Dataset entries:
★ ★ ★ ★

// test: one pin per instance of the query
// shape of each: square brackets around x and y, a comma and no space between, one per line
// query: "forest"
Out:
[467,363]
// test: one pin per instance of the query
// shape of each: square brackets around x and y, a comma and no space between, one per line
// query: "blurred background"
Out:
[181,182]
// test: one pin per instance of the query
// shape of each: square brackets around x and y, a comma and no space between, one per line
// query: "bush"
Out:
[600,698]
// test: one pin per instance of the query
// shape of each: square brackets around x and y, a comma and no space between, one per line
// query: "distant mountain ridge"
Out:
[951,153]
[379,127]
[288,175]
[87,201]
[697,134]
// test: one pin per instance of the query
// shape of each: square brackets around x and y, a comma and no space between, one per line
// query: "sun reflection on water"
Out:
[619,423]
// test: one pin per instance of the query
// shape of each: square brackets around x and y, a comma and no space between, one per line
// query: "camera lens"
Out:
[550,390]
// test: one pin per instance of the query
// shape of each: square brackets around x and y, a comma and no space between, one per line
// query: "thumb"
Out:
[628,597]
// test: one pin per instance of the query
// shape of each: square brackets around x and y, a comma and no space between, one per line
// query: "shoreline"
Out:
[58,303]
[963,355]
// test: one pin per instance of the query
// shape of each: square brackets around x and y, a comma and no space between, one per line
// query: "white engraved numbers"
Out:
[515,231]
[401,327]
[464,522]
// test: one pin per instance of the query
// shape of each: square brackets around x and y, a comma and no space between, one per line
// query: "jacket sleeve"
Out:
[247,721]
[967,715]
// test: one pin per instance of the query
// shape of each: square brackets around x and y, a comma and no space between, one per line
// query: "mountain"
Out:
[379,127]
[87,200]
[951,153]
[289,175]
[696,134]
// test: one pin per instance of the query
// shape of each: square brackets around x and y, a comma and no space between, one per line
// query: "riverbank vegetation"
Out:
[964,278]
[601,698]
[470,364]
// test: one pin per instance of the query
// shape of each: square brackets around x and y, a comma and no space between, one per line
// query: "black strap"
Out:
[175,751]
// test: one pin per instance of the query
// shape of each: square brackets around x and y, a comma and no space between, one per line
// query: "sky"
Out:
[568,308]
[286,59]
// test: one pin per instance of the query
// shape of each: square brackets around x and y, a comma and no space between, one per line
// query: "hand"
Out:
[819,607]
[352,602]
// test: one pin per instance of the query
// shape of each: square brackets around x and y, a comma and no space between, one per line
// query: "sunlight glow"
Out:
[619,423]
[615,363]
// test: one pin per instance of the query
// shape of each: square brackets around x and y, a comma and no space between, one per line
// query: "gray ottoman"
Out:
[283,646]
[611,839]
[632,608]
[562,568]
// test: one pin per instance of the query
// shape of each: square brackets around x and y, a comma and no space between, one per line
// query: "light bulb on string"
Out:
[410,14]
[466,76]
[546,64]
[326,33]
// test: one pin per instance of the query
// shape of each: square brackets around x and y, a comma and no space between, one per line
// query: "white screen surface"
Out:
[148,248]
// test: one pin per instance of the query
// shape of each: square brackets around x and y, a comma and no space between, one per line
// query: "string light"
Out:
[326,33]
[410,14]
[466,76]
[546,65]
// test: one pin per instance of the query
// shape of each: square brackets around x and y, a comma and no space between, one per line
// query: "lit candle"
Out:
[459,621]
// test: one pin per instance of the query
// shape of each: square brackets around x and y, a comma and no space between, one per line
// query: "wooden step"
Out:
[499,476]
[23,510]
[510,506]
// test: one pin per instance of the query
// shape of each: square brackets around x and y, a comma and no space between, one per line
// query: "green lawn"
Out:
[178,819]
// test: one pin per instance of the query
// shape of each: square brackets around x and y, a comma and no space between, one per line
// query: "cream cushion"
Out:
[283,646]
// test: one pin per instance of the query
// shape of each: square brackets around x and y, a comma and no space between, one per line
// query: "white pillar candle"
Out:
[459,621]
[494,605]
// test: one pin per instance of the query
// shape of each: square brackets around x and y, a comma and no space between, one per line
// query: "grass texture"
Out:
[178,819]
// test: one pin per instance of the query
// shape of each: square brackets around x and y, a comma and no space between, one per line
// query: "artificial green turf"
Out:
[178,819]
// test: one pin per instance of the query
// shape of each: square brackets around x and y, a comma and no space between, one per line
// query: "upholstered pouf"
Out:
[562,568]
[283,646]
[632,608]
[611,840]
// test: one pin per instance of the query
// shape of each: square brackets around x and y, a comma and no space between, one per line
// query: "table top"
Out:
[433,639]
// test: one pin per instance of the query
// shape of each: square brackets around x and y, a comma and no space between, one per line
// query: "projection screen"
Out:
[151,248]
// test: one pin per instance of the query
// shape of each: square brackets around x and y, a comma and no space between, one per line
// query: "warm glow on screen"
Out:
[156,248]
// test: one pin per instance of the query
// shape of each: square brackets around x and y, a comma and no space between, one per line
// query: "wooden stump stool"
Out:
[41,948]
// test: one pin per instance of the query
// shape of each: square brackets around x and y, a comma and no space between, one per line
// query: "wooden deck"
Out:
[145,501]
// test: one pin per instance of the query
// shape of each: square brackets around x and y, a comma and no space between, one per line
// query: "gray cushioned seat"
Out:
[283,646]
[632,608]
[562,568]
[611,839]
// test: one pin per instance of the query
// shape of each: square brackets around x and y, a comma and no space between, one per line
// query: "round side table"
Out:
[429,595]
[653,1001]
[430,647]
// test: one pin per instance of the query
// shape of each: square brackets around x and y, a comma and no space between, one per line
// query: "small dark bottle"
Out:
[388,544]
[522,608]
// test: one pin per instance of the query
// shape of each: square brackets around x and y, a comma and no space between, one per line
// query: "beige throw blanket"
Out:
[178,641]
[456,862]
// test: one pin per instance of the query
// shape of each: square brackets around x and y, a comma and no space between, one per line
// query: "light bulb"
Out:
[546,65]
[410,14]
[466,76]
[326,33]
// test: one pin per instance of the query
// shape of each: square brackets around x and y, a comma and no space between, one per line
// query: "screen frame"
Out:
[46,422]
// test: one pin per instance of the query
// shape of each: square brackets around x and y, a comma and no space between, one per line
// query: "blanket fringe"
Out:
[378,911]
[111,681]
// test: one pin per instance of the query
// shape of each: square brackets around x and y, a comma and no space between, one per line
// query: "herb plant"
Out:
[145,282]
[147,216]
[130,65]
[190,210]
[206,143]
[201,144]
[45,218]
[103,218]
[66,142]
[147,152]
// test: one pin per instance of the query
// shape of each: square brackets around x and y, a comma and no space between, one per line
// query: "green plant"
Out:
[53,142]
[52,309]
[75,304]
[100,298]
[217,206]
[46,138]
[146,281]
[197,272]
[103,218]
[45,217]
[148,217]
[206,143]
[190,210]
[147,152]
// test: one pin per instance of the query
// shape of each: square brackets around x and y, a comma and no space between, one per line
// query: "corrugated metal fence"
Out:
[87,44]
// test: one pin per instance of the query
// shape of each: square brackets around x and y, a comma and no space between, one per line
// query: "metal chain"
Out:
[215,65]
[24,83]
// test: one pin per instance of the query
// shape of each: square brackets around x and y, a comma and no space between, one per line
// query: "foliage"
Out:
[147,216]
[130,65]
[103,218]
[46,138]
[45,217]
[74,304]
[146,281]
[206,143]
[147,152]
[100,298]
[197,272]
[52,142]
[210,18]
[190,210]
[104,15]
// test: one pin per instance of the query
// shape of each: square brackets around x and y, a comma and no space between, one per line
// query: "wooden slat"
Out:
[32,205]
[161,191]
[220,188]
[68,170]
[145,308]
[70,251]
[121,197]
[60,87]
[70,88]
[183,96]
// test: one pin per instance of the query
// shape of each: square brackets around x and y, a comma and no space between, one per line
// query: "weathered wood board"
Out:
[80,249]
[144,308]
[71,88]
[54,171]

★ ★ ★ ★

--- INSTRUCTIONS TO FOLLOW ---
Where a line in the entries holds the word "blanket", copy that line.

--- EXPECTED OUTPUT ---
// query: "beige throw blanket"
// query: "blanket fringe"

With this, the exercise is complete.